### COMPLETE THE FOLLOWING:
• 1. According to the investment overview, how far did Chayton Africa expand its irrigated farmland in less than two years?
• 2. Reproduce a passage from the investment overview, starting with the words "Capespan’s results can" and ending after the words "of the world.".

### QUOTED PASSAGE:
◆ ◆ ◆

Kaap Agri’s results can be viewed at www.kaapagri.co.za.
Capespan
Capespan is an unlisted fruit and logistics group with a history spanning more than 70 years. Its core business activities are focused on the
production, procurement, distribution and marketing of fruit in more than 60 countries worldwide. Capespan continued to deliver satisfactory
results and reported a 42,2% increase in recurring headline earnings per share for the year ended 31 December 2013. Zeder remains optimistic about
Capespan’s growth potential in both its fruit and logistics divisions and has invested R358m in cash to increase its interest from 37,1% to 72,1%
during the year under review.
Capespan’s results can be viewed at www.capespan.com.
Zaad Holdings
Zeder owns a 92% interest in Zaad Holdings, the holding company of wholly-owned Agricol and Klein Karoo Seed Marketing Group (“KKS”), which
includes a subsidiary Bakker Brothers based in Holland. Agricol is a seed business that has established itself in both the South African and
international markets with a proud history spanning more than 50 years. KKS develops and distributes vegetable, pasture and agronomic seed in
mainly Africa, the Middle East and Asia. The financial performance of Zaad is encouraging, with a 16,3% growth in recurring headline earnings
per share for the period under review. The seed market remains attractive, particularly in an African context where the demand for agricultural
inputs is expected to grow exponentially as it provides food for its own needs, as well as the rest of the world.
Further information about Agricol and KKS can be viewed at www.agricol.co.za, www.seedmarketing.co.za and www.bakkerbrothers.nl respectively.
Chayton Africa
Chayton Africa’s vision is to own and operate grain-related agribusinesses across Southern Africa. It owns and operates two large-scale commercial
farming operations in Zambia and has recently acquired Mpongwe Milling, the implementation of which is expected to be finalised shortly, a leading
milling business to complement its production activities. In less than two years, Chayton Africa has managed to increase its productive farmland
under irrigation from 420 hectares to 4 200 hectares and is actively evaluating related development and acquisitive opportunities. The integration
of the mill, with dominant regional maize meal and wheat flour brands is anticipated to unlock synergies. While the company remains in the
development phase, operational performance to date has been encouraging with actual agricultural yields exceeding expectations. Chayton is well
positioned to benefit from the growing demand for staple foods in sub-Saharan Africa.
Further information about Chayton Africa can be viewed at www.chaytonafrica.com.
Capevin Holdings (Distell)

◆ ◆ ◆

### SUPPLIED ENTRIES:
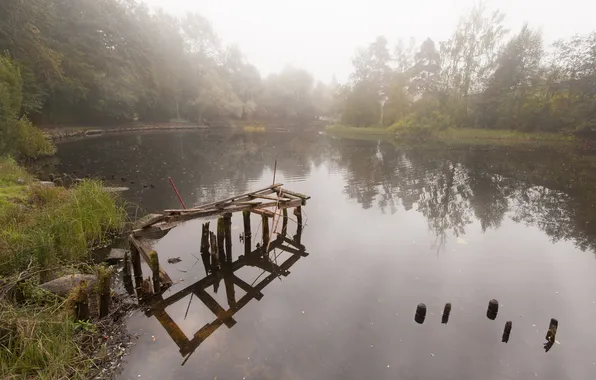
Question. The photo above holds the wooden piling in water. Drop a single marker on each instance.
(214, 252)
(135, 257)
(551, 334)
(298, 214)
(506, 332)
(154, 264)
(446, 313)
(103, 280)
(81, 302)
(221, 234)
(205, 256)
(420, 315)
(265, 223)
(247, 232)
(493, 309)
(228, 235)
(284, 227)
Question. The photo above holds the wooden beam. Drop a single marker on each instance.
(281, 199)
(144, 250)
(235, 197)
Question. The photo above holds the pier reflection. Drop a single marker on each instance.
(264, 258)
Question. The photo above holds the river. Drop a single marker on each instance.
(387, 228)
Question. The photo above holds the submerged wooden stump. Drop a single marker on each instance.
(154, 264)
(228, 236)
(493, 309)
(247, 233)
(135, 257)
(265, 223)
(104, 291)
(420, 313)
(446, 313)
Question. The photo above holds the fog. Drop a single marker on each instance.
(321, 36)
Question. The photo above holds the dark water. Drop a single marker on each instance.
(387, 228)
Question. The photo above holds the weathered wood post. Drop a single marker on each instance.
(228, 235)
(493, 309)
(446, 312)
(135, 257)
(265, 222)
(420, 313)
(103, 282)
(205, 256)
(126, 276)
(154, 263)
(506, 332)
(214, 252)
(81, 302)
(247, 232)
(298, 214)
(284, 226)
(221, 234)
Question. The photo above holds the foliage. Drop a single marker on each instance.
(475, 79)
(17, 134)
(41, 342)
(114, 61)
(52, 224)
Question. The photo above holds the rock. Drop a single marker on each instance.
(115, 255)
(63, 285)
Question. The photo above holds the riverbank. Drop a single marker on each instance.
(48, 232)
(449, 135)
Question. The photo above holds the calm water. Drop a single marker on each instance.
(387, 228)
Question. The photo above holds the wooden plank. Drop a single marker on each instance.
(194, 214)
(292, 250)
(267, 213)
(281, 199)
(286, 191)
(246, 287)
(235, 197)
(144, 250)
(215, 307)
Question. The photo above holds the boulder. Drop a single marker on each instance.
(116, 255)
(63, 285)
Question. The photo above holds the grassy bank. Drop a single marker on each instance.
(46, 232)
(472, 135)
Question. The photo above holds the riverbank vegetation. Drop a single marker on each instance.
(483, 77)
(46, 232)
(116, 61)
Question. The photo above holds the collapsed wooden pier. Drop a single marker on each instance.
(271, 203)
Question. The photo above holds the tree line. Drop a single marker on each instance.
(113, 61)
(483, 76)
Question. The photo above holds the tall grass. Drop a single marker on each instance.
(40, 342)
(47, 225)
(57, 225)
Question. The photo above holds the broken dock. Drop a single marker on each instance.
(270, 203)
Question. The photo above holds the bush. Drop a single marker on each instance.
(31, 142)
(57, 225)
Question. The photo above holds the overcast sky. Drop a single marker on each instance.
(323, 35)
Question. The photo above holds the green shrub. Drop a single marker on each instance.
(57, 225)
(31, 142)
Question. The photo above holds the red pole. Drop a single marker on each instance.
(177, 193)
(274, 171)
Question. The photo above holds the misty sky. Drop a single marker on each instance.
(323, 35)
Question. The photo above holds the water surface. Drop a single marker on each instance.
(386, 228)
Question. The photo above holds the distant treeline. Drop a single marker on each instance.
(113, 61)
(483, 76)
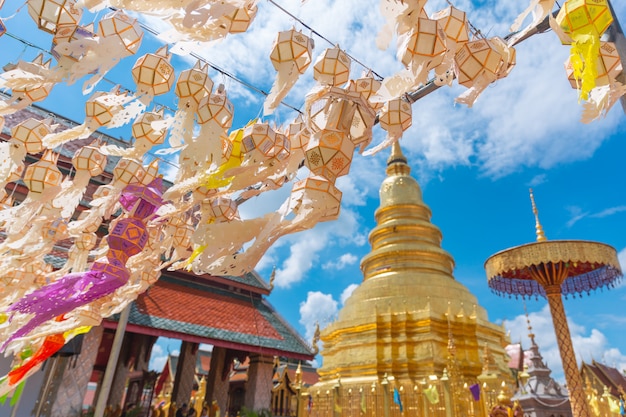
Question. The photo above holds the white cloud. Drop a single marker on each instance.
(343, 261)
(588, 344)
(348, 292)
(317, 308)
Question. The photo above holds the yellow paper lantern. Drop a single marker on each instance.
(320, 193)
(51, 14)
(608, 66)
(454, 23)
(194, 84)
(217, 108)
(240, 19)
(585, 17)
(71, 33)
(143, 131)
(122, 28)
(43, 174)
(89, 158)
(332, 67)
(153, 73)
(396, 114)
(329, 154)
(475, 57)
(30, 133)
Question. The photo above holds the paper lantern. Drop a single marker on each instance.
(30, 134)
(43, 174)
(329, 154)
(608, 66)
(50, 14)
(474, 58)
(368, 86)
(193, 85)
(216, 108)
(454, 23)
(585, 17)
(240, 19)
(71, 33)
(332, 67)
(258, 141)
(316, 193)
(153, 73)
(291, 56)
(90, 159)
(298, 134)
(123, 30)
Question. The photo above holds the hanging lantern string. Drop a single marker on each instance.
(281, 8)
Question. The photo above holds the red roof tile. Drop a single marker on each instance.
(205, 308)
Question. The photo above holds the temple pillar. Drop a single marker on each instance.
(68, 400)
(217, 380)
(259, 385)
(185, 372)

◆ ◆ ◆

### SET OF ANSWERS:
• 1. From 420 hectares to 4 200 hectares.

• 2.
Capespan’s results can be viewed at www.capespan.com.
Zaad Holdings
Zeder owns a 92% interest in Zaad Holdings, the holding company of wholly-owned Agricol and Klein Karoo Seed Marketing Group (“KKS”), which
includes a subsidiary Bakker Brothers based in Holland. Agricol is a seed business that has established itself in both the South African and
international markets with a proud history spanning more than 50 years. KKS develops and distributes vegetable, pasture and agronomic seed in
mainly Africa, the Middle East and Asia. The financial performance of Zaad is encouraging, with a 16,3% growth in recurring headline earnings
per share for the period under review. The seed market remains attractive, particularly in an African context where the demand for agricultural
inputs is expected to grow exponentially as it provides food for its own needs, as well as the rest of the world.